:: RECORDS SHOWN ::

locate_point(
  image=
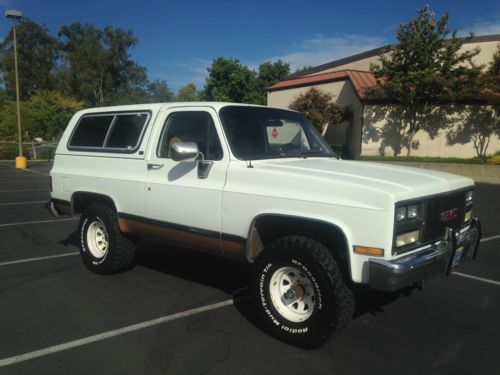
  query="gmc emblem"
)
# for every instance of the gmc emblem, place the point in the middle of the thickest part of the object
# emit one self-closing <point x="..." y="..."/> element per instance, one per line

:::

YOUR ASSIGNMENT :: Write out the whole listing verbatim, images excluded.

OUTPUT OF THE EXERCISE ::
locate_point(
  image=
  query="gmc emblem"
)
# for every instance of the gmc emblem, place the point in the middle of the thickest part of the object
# emit one self-closing <point x="..." y="..."/> element per instance, one per line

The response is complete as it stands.